- **RECORDS SUPPLIED**:
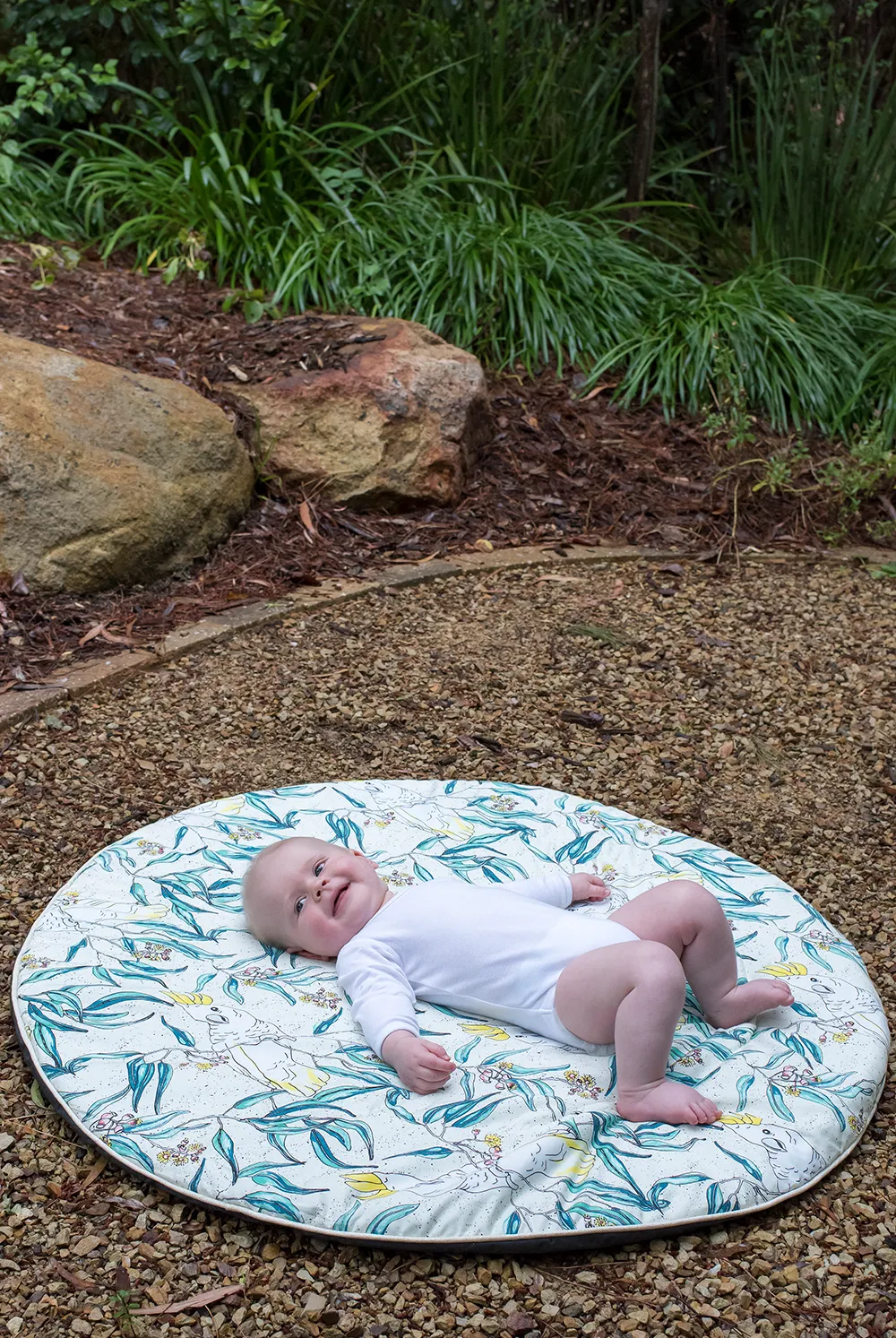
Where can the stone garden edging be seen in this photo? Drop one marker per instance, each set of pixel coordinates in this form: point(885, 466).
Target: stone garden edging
point(195, 635)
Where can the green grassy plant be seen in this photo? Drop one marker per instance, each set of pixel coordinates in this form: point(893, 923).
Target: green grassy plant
point(800, 355)
point(306, 217)
point(814, 154)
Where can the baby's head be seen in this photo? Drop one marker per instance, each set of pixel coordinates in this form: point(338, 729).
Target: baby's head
point(308, 897)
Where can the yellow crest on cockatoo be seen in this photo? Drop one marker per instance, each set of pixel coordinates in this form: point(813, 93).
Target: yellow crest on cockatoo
point(493, 1033)
point(368, 1186)
point(228, 806)
point(314, 1082)
point(578, 1163)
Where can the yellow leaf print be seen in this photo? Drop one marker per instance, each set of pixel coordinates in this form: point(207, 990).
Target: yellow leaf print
point(366, 1186)
point(784, 971)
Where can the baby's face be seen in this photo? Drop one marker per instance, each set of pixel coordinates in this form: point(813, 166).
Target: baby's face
point(311, 897)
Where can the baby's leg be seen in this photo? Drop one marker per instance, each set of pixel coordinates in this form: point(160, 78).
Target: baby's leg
point(633, 993)
point(689, 919)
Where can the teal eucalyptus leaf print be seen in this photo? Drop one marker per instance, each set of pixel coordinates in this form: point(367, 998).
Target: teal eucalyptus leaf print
point(234, 1075)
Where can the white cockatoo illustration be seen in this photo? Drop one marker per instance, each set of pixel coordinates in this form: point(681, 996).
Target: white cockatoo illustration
point(537, 1174)
point(792, 1158)
point(835, 998)
point(263, 1050)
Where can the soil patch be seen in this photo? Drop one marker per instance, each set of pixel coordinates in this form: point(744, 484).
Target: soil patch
point(559, 469)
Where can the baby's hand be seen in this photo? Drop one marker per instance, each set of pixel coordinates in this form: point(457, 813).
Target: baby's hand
point(589, 887)
point(421, 1066)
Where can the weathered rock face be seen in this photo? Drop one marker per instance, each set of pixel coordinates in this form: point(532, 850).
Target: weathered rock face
point(108, 477)
point(401, 425)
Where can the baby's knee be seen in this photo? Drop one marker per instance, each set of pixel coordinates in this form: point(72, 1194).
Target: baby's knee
point(693, 901)
point(659, 968)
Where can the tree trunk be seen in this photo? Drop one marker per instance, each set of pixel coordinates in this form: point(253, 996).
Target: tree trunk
point(646, 97)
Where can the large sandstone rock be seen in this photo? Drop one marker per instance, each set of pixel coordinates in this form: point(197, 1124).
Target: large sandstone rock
point(401, 425)
point(108, 477)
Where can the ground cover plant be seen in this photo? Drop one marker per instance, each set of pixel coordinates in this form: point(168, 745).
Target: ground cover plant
point(482, 168)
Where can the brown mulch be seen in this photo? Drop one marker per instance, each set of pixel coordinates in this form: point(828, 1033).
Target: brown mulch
point(559, 469)
point(407, 684)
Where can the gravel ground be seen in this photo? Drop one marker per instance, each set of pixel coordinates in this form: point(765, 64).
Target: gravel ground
point(754, 708)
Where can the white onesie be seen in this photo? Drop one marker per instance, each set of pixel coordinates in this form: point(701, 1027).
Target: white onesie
point(495, 952)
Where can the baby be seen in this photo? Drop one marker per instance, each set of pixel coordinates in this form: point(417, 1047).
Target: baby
point(508, 952)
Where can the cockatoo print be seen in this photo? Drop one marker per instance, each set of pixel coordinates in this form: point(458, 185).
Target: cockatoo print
point(792, 1158)
point(537, 1174)
point(836, 1000)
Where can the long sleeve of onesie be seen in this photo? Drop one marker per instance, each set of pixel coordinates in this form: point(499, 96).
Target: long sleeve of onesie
point(426, 936)
point(380, 992)
point(553, 887)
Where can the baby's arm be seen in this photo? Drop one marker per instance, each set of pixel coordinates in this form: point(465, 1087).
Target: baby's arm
point(559, 889)
point(383, 1007)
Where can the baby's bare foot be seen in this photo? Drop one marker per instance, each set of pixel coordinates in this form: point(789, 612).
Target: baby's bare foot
point(672, 1102)
point(745, 1001)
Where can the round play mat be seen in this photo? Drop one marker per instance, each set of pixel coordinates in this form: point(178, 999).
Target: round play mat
point(236, 1077)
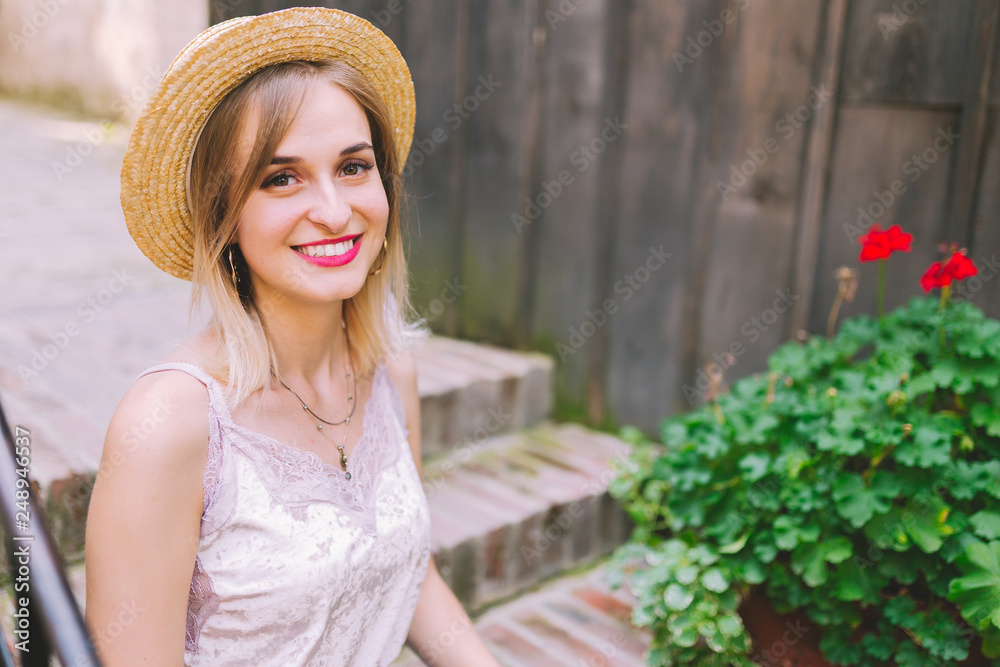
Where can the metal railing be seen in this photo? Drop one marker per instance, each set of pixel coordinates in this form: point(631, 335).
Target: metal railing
point(50, 620)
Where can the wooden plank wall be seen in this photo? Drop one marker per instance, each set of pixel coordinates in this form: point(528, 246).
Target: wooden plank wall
point(640, 187)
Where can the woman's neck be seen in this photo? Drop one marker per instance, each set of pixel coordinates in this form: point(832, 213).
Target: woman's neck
point(309, 340)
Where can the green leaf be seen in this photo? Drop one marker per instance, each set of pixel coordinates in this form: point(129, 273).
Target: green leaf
point(754, 466)
point(677, 597)
point(986, 524)
point(808, 560)
point(857, 503)
point(925, 523)
point(730, 625)
point(987, 415)
point(734, 547)
point(839, 444)
point(838, 549)
point(751, 571)
point(714, 580)
point(928, 446)
point(977, 593)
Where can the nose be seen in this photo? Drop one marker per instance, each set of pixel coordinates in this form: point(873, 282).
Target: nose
point(328, 207)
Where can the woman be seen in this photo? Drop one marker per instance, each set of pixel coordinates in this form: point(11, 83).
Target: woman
point(259, 499)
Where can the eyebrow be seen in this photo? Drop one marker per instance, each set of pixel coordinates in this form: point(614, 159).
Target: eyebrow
point(292, 159)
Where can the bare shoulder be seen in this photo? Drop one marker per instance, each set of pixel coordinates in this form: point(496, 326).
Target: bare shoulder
point(161, 420)
point(199, 350)
point(402, 370)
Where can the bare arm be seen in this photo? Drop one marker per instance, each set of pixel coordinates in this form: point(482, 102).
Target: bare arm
point(441, 632)
point(144, 521)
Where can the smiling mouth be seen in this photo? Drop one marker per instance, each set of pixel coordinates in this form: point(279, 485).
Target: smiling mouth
point(327, 249)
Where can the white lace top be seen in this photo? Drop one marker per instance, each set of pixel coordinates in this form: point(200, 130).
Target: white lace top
point(297, 565)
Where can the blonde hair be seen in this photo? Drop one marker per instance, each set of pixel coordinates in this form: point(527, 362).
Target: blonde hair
point(376, 318)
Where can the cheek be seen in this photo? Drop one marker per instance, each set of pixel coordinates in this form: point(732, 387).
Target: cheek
point(376, 207)
point(262, 223)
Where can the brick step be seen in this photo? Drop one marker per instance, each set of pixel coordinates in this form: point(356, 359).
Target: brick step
point(571, 621)
point(469, 391)
point(509, 512)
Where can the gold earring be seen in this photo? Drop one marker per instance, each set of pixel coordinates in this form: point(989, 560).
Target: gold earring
point(232, 268)
point(385, 250)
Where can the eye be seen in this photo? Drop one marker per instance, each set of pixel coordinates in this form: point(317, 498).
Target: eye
point(356, 167)
point(281, 179)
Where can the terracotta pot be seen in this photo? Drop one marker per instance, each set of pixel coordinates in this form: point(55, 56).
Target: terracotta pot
point(781, 640)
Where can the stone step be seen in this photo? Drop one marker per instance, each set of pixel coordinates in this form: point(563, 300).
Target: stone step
point(64, 388)
point(511, 511)
point(572, 621)
point(470, 391)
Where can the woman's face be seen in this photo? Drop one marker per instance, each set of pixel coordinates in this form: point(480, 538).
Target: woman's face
point(314, 226)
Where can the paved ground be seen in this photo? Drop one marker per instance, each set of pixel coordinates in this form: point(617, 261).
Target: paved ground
point(73, 283)
point(82, 312)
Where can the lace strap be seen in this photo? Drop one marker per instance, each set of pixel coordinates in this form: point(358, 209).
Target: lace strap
point(215, 394)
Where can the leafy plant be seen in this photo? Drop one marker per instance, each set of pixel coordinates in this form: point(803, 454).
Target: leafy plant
point(858, 480)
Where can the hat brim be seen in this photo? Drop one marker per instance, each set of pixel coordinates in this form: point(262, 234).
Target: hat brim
point(154, 173)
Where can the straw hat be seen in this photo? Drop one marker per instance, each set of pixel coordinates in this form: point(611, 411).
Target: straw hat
point(155, 170)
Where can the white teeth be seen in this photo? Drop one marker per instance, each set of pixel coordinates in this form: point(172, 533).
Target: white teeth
point(328, 250)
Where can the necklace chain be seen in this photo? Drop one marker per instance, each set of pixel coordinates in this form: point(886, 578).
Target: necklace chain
point(348, 374)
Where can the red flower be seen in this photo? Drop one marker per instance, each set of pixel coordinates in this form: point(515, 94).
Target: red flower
point(935, 277)
point(878, 244)
point(958, 267)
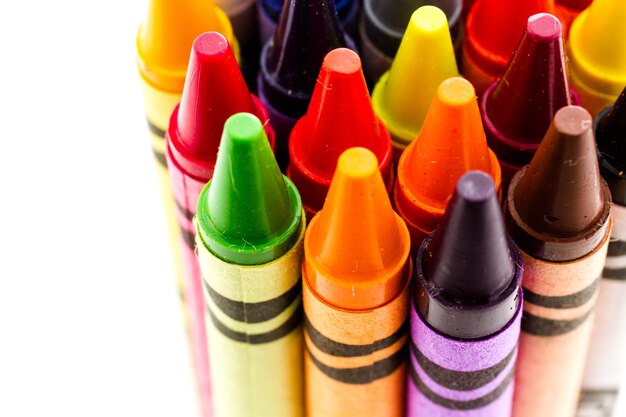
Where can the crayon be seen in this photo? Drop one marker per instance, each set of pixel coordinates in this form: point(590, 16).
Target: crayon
point(250, 228)
point(492, 31)
point(570, 9)
point(214, 90)
point(606, 361)
point(518, 108)
point(243, 17)
point(355, 272)
point(597, 53)
point(381, 28)
point(270, 11)
point(451, 142)
point(290, 63)
point(558, 212)
point(403, 94)
point(340, 116)
point(163, 43)
point(466, 310)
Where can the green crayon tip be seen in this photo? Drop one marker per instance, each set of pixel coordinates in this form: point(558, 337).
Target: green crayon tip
point(249, 213)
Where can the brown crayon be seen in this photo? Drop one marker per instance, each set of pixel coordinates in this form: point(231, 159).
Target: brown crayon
point(558, 212)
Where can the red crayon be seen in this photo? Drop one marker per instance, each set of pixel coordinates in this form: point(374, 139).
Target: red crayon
point(493, 29)
point(214, 90)
point(340, 116)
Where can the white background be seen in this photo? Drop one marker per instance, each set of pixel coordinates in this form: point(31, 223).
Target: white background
point(90, 323)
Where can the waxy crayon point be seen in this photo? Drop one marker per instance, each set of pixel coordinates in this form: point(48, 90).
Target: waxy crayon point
point(358, 236)
point(270, 12)
point(493, 29)
point(252, 213)
point(468, 232)
point(381, 29)
point(164, 39)
point(214, 90)
point(558, 212)
point(451, 142)
point(402, 96)
point(568, 157)
point(466, 310)
point(518, 108)
point(597, 52)
point(290, 63)
point(611, 142)
point(340, 116)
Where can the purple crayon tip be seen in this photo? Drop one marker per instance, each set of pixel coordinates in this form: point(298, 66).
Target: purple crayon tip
point(469, 269)
point(611, 141)
point(290, 63)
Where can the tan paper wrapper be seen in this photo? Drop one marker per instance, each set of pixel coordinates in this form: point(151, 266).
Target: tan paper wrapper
point(555, 333)
point(380, 389)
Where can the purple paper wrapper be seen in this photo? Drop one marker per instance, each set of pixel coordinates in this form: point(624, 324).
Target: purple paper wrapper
point(470, 378)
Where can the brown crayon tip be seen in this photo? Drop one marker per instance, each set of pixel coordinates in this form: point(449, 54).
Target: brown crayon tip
point(559, 203)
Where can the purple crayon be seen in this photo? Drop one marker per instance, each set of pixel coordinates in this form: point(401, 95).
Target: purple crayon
point(466, 310)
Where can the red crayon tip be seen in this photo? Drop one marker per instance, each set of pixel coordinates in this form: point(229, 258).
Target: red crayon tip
point(214, 91)
point(340, 116)
point(518, 108)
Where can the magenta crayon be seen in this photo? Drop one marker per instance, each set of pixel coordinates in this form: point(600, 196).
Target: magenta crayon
point(214, 90)
point(466, 310)
point(290, 62)
point(518, 108)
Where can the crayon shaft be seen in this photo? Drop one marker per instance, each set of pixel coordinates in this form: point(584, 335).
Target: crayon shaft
point(186, 190)
point(354, 361)
point(450, 377)
point(556, 329)
point(158, 107)
point(253, 316)
point(606, 360)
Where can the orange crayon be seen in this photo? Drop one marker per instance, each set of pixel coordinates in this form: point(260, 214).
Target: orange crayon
point(355, 292)
point(452, 142)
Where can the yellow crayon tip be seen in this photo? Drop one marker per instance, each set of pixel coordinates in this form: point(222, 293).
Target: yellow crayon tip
point(403, 94)
point(165, 37)
point(597, 47)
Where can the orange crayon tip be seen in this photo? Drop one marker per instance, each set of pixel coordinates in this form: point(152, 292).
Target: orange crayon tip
point(452, 142)
point(357, 247)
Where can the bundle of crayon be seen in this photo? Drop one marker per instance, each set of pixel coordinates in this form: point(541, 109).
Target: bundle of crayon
point(486, 117)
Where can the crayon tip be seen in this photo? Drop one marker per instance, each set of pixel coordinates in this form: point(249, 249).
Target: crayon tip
point(248, 214)
point(340, 116)
point(357, 238)
point(494, 27)
point(166, 35)
point(425, 58)
point(597, 46)
point(561, 196)
point(452, 141)
point(469, 258)
point(290, 62)
point(611, 142)
point(214, 90)
point(519, 107)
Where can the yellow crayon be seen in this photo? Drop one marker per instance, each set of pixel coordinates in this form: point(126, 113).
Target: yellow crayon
point(163, 44)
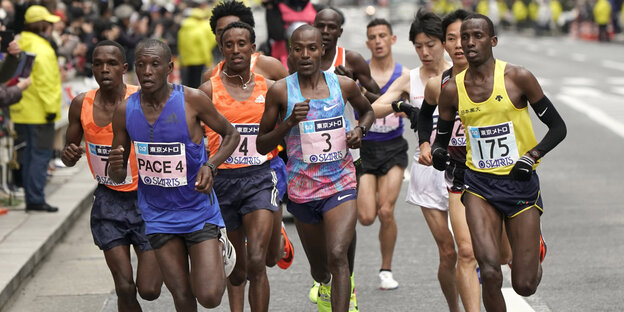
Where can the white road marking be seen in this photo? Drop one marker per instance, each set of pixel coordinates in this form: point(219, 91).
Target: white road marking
point(593, 113)
point(578, 81)
point(515, 302)
point(615, 80)
point(579, 57)
point(618, 90)
point(613, 64)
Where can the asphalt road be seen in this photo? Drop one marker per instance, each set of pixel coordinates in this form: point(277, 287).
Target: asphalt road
point(583, 221)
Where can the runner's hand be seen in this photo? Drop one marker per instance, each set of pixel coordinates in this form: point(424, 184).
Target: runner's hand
point(354, 138)
point(425, 154)
point(204, 180)
point(115, 160)
point(299, 113)
point(440, 158)
point(72, 153)
point(343, 71)
point(523, 169)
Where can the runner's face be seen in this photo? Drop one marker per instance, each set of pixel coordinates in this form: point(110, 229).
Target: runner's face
point(152, 69)
point(429, 49)
point(476, 40)
point(221, 24)
point(328, 22)
point(380, 41)
point(237, 49)
point(306, 51)
point(453, 44)
point(108, 67)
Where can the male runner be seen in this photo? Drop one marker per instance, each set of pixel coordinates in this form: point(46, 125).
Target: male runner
point(384, 152)
point(348, 63)
point(427, 187)
point(248, 212)
point(502, 154)
point(280, 250)
point(181, 212)
point(116, 220)
point(310, 107)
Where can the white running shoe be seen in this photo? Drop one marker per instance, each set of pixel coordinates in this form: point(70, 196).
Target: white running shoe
point(387, 281)
point(229, 254)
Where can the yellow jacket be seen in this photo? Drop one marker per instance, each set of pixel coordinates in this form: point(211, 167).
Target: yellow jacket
point(44, 94)
point(602, 12)
point(195, 42)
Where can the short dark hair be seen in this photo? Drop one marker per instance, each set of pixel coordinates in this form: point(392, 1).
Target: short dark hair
point(252, 33)
point(153, 43)
point(428, 23)
point(231, 8)
point(492, 31)
point(115, 44)
point(457, 15)
point(379, 21)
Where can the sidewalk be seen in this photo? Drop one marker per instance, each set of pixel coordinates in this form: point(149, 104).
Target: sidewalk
point(26, 238)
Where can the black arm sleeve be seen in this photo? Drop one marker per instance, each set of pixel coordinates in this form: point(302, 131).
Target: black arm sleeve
point(556, 126)
point(425, 122)
point(443, 136)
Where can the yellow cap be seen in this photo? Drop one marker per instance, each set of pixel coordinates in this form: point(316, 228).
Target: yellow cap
point(38, 13)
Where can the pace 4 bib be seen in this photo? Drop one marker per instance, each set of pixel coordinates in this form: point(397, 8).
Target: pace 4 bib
point(246, 152)
point(98, 159)
point(493, 146)
point(323, 140)
point(161, 164)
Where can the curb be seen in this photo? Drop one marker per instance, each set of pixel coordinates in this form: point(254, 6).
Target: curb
point(31, 240)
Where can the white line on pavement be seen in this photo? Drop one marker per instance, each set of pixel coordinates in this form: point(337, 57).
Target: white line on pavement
point(613, 64)
point(579, 57)
point(594, 113)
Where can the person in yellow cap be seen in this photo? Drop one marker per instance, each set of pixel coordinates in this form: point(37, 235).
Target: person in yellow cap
point(195, 43)
point(40, 107)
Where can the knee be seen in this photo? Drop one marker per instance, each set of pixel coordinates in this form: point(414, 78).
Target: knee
point(210, 298)
point(149, 294)
point(465, 253)
point(366, 219)
point(524, 286)
point(491, 275)
point(386, 213)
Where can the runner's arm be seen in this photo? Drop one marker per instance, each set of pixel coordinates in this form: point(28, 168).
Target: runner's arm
point(545, 111)
point(120, 148)
point(73, 136)
point(383, 105)
point(270, 136)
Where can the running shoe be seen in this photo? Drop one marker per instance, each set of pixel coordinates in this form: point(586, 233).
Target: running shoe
point(387, 282)
point(285, 262)
point(323, 303)
point(313, 295)
point(353, 301)
point(229, 254)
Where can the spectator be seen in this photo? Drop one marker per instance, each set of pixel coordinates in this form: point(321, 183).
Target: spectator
point(195, 44)
point(602, 16)
point(40, 107)
point(9, 94)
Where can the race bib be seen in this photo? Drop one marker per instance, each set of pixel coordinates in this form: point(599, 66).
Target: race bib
point(161, 164)
point(493, 146)
point(386, 124)
point(323, 140)
point(246, 152)
point(98, 159)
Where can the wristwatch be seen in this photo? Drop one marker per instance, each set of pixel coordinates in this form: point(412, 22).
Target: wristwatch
point(364, 131)
point(212, 167)
point(535, 154)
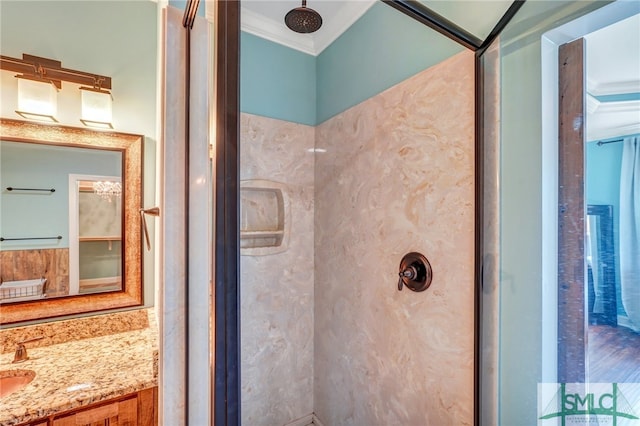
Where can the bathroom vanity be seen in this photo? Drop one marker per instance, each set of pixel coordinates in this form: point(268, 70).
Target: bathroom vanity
point(83, 380)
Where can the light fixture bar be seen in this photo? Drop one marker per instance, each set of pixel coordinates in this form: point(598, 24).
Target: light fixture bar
point(51, 70)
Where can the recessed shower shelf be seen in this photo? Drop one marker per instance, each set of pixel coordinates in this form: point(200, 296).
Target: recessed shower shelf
point(264, 227)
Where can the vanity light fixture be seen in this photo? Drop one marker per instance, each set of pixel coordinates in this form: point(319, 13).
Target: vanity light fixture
point(37, 99)
point(38, 80)
point(96, 107)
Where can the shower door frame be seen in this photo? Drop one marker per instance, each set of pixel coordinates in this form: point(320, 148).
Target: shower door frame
point(226, 259)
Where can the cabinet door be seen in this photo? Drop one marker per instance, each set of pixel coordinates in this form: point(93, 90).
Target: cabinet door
point(121, 413)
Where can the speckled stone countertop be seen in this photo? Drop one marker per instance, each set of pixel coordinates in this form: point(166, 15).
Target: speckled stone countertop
point(80, 372)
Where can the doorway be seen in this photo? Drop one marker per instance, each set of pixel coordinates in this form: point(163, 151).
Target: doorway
point(597, 340)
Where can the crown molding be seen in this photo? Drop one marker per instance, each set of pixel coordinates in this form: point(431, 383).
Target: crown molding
point(612, 132)
point(597, 88)
point(312, 44)
point(594, 106)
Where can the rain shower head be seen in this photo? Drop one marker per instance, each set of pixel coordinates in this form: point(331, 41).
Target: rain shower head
point(303, 20)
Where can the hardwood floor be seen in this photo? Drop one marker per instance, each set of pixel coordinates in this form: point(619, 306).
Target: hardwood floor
point(613, 355)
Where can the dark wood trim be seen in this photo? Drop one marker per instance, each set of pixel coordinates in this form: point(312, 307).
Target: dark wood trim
point(428, 17)
point(478, 234)
point(571, 213)
point(502, 23)
point(227, 237)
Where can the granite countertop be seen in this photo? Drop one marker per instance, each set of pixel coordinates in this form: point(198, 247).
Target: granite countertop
point(77, 373)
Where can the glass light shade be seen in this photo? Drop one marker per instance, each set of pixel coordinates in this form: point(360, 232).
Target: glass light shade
point(96, 107)
point(37, 100)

- **PROBLEM TO WORK ON**:
Rewrite the part of the records that opens at their start and closes with the line containing "point(263, 1050)", changing every "cockatoo" to "parrot" and leaving everything else unchanged. Leave the pictures out of your answer.

- **COMPLETED TASK**:
Where can the stone garden edging be seen in this photo? Drop one marker per instance, each set of pixel coordinates in this form: point(885, 466).
Target: stone garden edging
point(195, 635)
Where can the green grassy plant be seen in this photo? Drop one marker per instance, each set of pixel coordinates in this form: point(893, 923).
Target: green grassy plant
point(800, 355)
point(306, 217)
point(814, 154)
Where can the baby's head be seen in this photo? Drop one marker per instance, each set of pixel coordinates in this form: point(338, 729).
Target: baby's head
point(308, 897)
Where can the yellow crest on parrot be seen in this photo? Drop one marker per instance, each set of pixel coordinates in this form: point(813, 93).
Target: yellow crest on parrot
point(493, 1033)
point(368, 1186)
point(228, 806)
point(314, 1082)
point(578, 1163)
Where can the yellow leaf print be seen in this photo? Drop one marker per instance, each set of pixel coordinates in this form: point(207, 990).
Target: yellow leaf print
point(366, 1186)
point(784, 971)
Where can the baby's face be seen in this photo? Drop one marker per instance, each set of pixel coordinates in this form: point(813, 166).
Target: baby's face
point(311, 897)
Where can the baby's leg be seen in this photo? Drop one marker per instance, each set of pixel coordinates in this form: point(160, 78).
Target: baby's leg
point(633, 993)
point(689, 919)
Where can the teal eucalyptus leaf print be seen in this photo? Drop one marker per instance, each set of pixel coordinates in this form: point(367, 998).
Target: teal eucalyptus leaf print
point(234, 1075)
Where can the white parrot illustration be seen in this photo? Drop one marker per instance, each set of pixel coordinates in this form: point(681, 996).
Target: white parrot illustration
point(537, 1174)
point(792, 1158)
point(835, 998)
point(263, 1050)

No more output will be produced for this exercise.